Input:
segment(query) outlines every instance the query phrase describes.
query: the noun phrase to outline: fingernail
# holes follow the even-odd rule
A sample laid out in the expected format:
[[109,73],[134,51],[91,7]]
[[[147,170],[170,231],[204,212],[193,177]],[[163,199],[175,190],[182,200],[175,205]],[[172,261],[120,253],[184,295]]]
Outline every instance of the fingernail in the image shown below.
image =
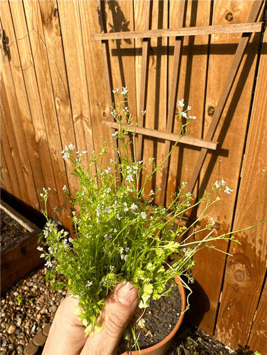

To be done: Copy the material above line for line, leaving out the picture.

Written answer:
segment(query) outlines every instance the query phrase describes.
query: the noun phrase to outline: fingernail
# holes follow the even-odd rule
A sample laid out in the expected format:
[[109,73],[134,51],[91,7]]
[[[147,170],[170,231],[204,212],[193,177]],[[163,199],[175,190],[182,200],[175,205]],[[172,261],[120,253],[184,295]]]
Outline every instance of the fingernail in the image shown below.
image =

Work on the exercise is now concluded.